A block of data
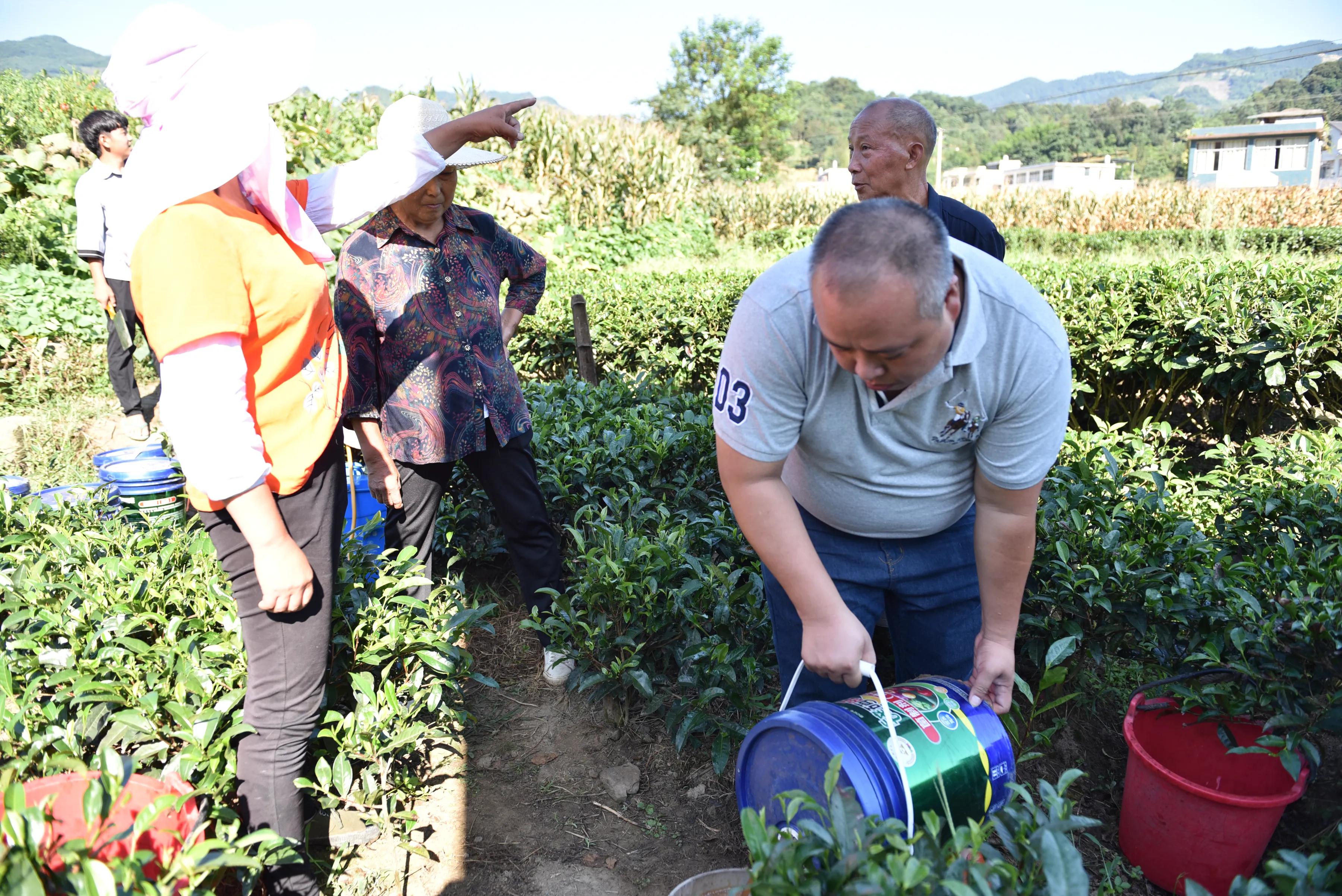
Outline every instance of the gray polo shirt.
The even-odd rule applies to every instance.
[[[974,502],[974,468],[1028,488],[1053,465],[1071,406],[1067,334],[1043,296],[958,240],[965,271],[942,362],[894,400],[829,353],[811,304],[811,249],[765,271],[737,306],[722,349],[713,423],[754,460],[786,459],[782,480],[821,520],[867,538],[917,538]]]

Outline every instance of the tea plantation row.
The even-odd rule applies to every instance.
[[[1154,417],[1212,436],[1252,436],[1339,423],[1342,267],[1335,262],[1209,256],[1150,264],[1024,262],[1017,268],[1067,327],[1075,425]],[[713,270],[552,274],[549,298],[513,342],[514,362],[539,380],[573,368],[568,298],[581,292],[603,369],[706,389],[737,299],[753,278]],[[31,355],[43,337],[43,345],[106,338],[87,290],[70,278],[11,268],[0,275],[0,392],[19,389],[20,355]]]
[[[568,534],[569,587],[549,625],[577,659],[573,687],[640,696],[678,747],[711,744],[721,770],[774,700],[777,672],[707,401],[613,377],[526,394],[542,491]],[[1275,718],[1292,746],[1342,730],[1342,431],[1221,448],[1201,475],[1173,435],[1068,435],[1044,488],[1024,656],[1041,668],[1049,645],[1072,638],[1096,664],[1231,665],[1243,687],[1198,699]],[[466,473],[451,495],[440,520],[451,549],[501,551]]]
[[[0,495],[0,790],[11,811],[11,783],[82,770],[115,750],[156,777],[191,782],[213,836],[236,841],[235,743],[251,730],[246,664],[209,539],[195,524],[140,531],[99,518],[98,507],[55,511]],[[459,645],[491,605],[471,605],[451,582],[427,602],[404,597],[412,566],[389,557],[374,569],[346,545],[310,789],[323,806],[377,818],[421,850],[408,840],[409,803],[423,793],[429,748],[466,720],[462,685],[479,676]],[[205,844],[176,871],[208,892],[220,864],[255,873],[242,846]],[[15,860],[0,854],[7,884]],[[113,871],[134,877],[140,864]],[[145,887],[133,892],[154,892]]]
[[[1072,349],[1072,420],[1169,418],[1219,436],[1326,421],[1342,406],[1342,267],[1290,262],[1017,264]],[[513,343],[541,380],[573,365],[566,298],[586,296],[597,363],[702,390],[750,272],[553,276]]]

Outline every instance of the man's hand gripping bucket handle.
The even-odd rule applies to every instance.
[[[778,712],[788,708],[788,703],[792,700],[792,692],[797,688],[797,679],[801,677],[801,671],[807,668],[807,661],[803,660],[797,664],[797,671],[792,673],[792,681],[788,683],[788,692],[782,695],[782,706],[778,707]],[[880,683],[880,677],[876,675],[876,665],[874,663],[867,663],[860,660],[858,663],[858,671],[862,672],[862,677],[871,679],[871,683],[876,685],[876,700],[880,702],[880,711],[886,714],[886,730],[890,731],[890,740],[887,740],[887,750],[892,747],[899,735],[895,732],[895,718],[890,714],[890,702],[886,700],[886,687]],[[899,766],[899,758],[891,754],[891,759]],[[909,789],[909,777],[899,770],[899,783],[905,787],[905,811],[909,818],[909,850],[913,852],[913,836],[914,836],[914,795]]]

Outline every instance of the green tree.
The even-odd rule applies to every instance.
[[[788,153],[792,58],[756,20],[699,20],[671,48],[674,78],[647,99],[652,115],[694,148],[710,177],[762,180]]]
[[[852,78],[831,78],[788,83],[788,101],[796,111],[792,121],[793,164],[815,168],[848,158],[848,125],[876,94],[858,86]]]
[[[1300,79],[1300,87],[1310,94],[1310,105],[1321,106],[1329,121],[1342,119],[1342,59],[1321,62]],[[1317,99],[1315,99],[1317,98]]]

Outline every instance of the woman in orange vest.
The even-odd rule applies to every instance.
[[[302,85],[306,30],[224,30],[153,7],[118,42],[106,83],[142,119],[126,165],[136,307],[161,362],[164,425],[232,585],[247,649],[238,795],[250,829],[303,837],[309,738],[326,684],[345,514],[346,386],[321,233],[400,200],[464,144],[521,138],[494,106],[306,180],[286,177],[267,105]],[[319,892],[307,862],[272,865],[272,895]]]

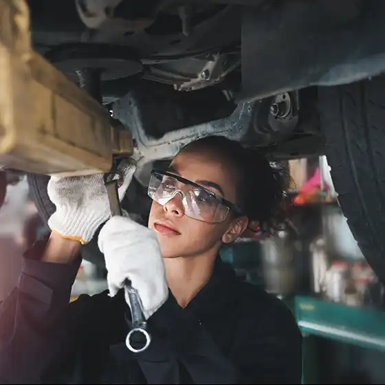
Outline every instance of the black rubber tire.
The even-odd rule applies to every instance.
[[[45,223],[55,212],[55,205],[51,201],[47,192],[47,184],[50,177],[38,174],[28,174],[27,180],[31,197],[35,204],[38,212]],[[98,247],[97,237],[89,243],[82,245],[82,258],[94,263],[99,267],[104,267],[104,258]]]
[[[339,201],[385,283],[385,78],[320,87],[321,129]]]

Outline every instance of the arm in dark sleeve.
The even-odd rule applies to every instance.
[[[153,343],[137,353],[138,362],[148,383],[300,384],[301,337],[294,318],[287,316],[282,327],[270,316],[258,325],[248,320],[226,356],[170,294],[148,320]]]
[[[38,242],[30,252],[41,254],[45,244]],[[68,307],[80,262],[63,265],[29,256],[23,260],[17,287],[0,305],[1,384],[41,382],[55,353],[54,344],[58,345],[48,336]]]

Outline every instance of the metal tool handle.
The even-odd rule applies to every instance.
[[[116,178],[116,176],[118,177]],[[121,215],[120,202],[119,201],[119,194],[118,192],[118,184],[123,182],[123,176],[120,173],[111,172],[104,174],[104,182],[106,191],[109,199],[111,215]],[[124,290],[130,302],[131,310],[132,329],[127,334],[126,338],[126,346],[129,350],[134,353],[140,353],[145,351],[151,342],[151,337],[146,330],[146,322],[142,308],[140,298],[136,289],[133,288],[129,280],[124,283]],[[142,346],[138,348],[134,347],[139,341],[133,341],[134,336],[141,333],[144,336]]]
[[[131,309],[131,318],[132,318],[132,329],[127,334],[126,338],[126,346],[131,351],[134,353],[140,353],[145,351],[149,346],[151,342],[151,337],[146,330],[146,322],[144,318],[144,315],[142,310],[142,304],[138,292],[131,285],[124,285],[124,290],[127,294],[129,300],[130,301],[130,307]],[[144,342],[142,346],[138,348],[135,348],[133,342],[133,338],[134,336],[138,336],[138,333],[142,334],[144,336]],[[138,342],[136,342],[137,344]]]

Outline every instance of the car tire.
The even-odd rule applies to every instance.
[[[320,87],[326,155],[361,250],[385,283],[385,78]]]

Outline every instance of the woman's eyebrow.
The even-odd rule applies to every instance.
[[[175,174],[176,175],[179,175],[180,176],[180,174],[178,173],[177,169],[172,165],[168,166],[168,168],[167,168],[167,171],[169,171],[170,173],[173,173],[173,174]]]
[[[212,188],[215,188],[215,190],[219,191],[223,197],[225,196],[222,188],[217,183],[215,183],[214,182],[208,181],[206,179],[198,179],[195,181],[195,183],[201,184],[205,187],[211,187]]]

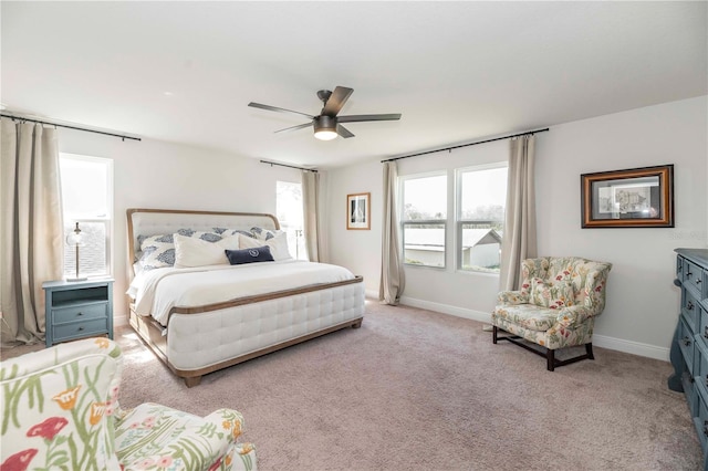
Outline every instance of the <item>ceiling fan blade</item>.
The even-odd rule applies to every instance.
[[[293,112],[292,109],[279,108],[278,106],[263,105],[254,102],[251,102],[248,105],[252,108],[268,109],[269,112],[278,112],[278,113],[294,113],[296,115],[308,116],[310,119],[314,119],[314,116],[309,115],[306,113]]]
[[[312,123],[299,124],[298,126],[287,127],[284,129],[278,129],[275,133],[287,133],[289,130],[302,129],[312,126]]]
[[[356,123],[362,121],[396,121],[400,119],[400,113],[392,113],[387,115],[351,115],[337,116],[340,123]]]
[[[337,85],[337,87],[334,88],[334,92],[332,92],[332,95],[330,95],[327,103],[324,104],[322,114],[327,116],[336,116],[336,114],[340,113],[342,106],[344,106],[352,93],[354,93],[354,88],[347,88],[345,86]]]
[[[342,126],[341,124],[336,125],[336,134],[339,134],[340,136],[344,137],[345,139],[348,137],[354,137],[354,135],[344,126]]]

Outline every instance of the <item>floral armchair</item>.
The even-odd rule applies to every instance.
[[[243,418],[118,404],[116,343],[90,338],[0,363],[0,469],[256,470]]]
[[[519,291],[502,291],[491,315],[492,342],[509,341],[546,357],[546,368],[594,359],[593,326],[605,308],[611,263],[576,257],[527,259]],[[506,331],[507,336],[499,336]],[[527,342],[541,346],[530,346]],[[555,350],[585,346],[585,354],[564,360]]]

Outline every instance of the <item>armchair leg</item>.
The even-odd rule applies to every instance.
[[[545,349],[545,367],[549,371],[553,371],[555,369],[555,350],[550,348]]]

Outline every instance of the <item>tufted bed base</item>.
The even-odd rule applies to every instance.
[[[261,216],[263,214],[128,210],[131,260],[135,257],[137,234],[163,233],[175,227],[216,226],[217,222],[231,227],[238,227],[241,222],[243,227],[250,227],[253,218]],[[200,221],[200,218],[206,219]],[[241,219],[247,221],[243,223]],[[269,220],[261,218],[257,222],[266,226]],[[278,229],[278,221],[274,218],[272,220],[273,227]],[[167,329],[153,317],[136,314],[131,304],[129,324],[153,353],[176,376],[184,378],[187,387],[192,387],[199,385],[201,377],[209,373],[342,328],[358,328],[363,321],[364,304],[363,279],[356,276],[353,280],[241,297],[219,304],[173,307]]]

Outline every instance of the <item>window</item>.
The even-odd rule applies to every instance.
[[[447,175],[404,178],[404,263],[445,268],[447,222]]]
[[[302,184],[275,182],[275,214],[288,233],[288,250],[298,260],[308,260],[303,236]]]
[[[457,171],[457,266],[499,272],[507,203],[507,164]]]
[[[80,275],[111,274],[113,219],[113,160],[72,154],[60,155],[64,233],[79,222]],[[64,274],[75,276],[76,251],[64,244]]]

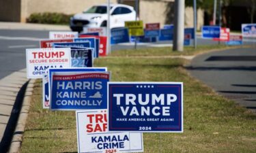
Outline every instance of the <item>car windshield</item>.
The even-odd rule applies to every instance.
[[[111,9],[112,7],[111,7]],[[87,11],[83,12],[84,14],[106,14],[106,6],[93,6]]]

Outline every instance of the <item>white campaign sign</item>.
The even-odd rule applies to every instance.
[[[50,31],[49,39],[72,39],[77,38],[79,37],[78,32],[71,31]]]
[[[70,48],[26,50],[27,78],[42,78],[48,68],[71,67]]]
[[[142,152],[141,133],[108,132],[107,109],[77,111],[78,152]]]
[[[106,28],[88,28],[83,27],[83,33],[99,33],[100,36],[106,36]]]

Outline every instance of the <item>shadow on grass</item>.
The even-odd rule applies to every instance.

__Your instructions__
Copy out the lines of the entries above, starting with the line that contains "Outline every instance of the <item>car" and running through the end of the entries, both ends included.

__Complete answer__
Outline every instance of the <item>car windshield</item>.
The even-odd rule applies to every instance.
[[[111,9],[112,7],[111,7]],[[87,11],[83,12],[84,14],[106,14],[106,6],[93,6]]]

Outline every instance of the <item>white campaign sign</item>.
The even-odd rule applies to every instance.
[[[50,31],[49,39],[72,39],[77,38],[79,37],[78,32],[71,31]]]
[[[70,48],[26,50],[27,78],[42,78],[48,68],[71,67]]]
[[[142,152],[141,133],[108,132],[107,109],[77,111],[78,152]]]
[[[106,28],[88,28],[83,27],[83,33],[99,33],[100,36],[106,36]]]

Outline every instance of the <item>shadow on grass</item>.
The even-odd rule applies to every instance.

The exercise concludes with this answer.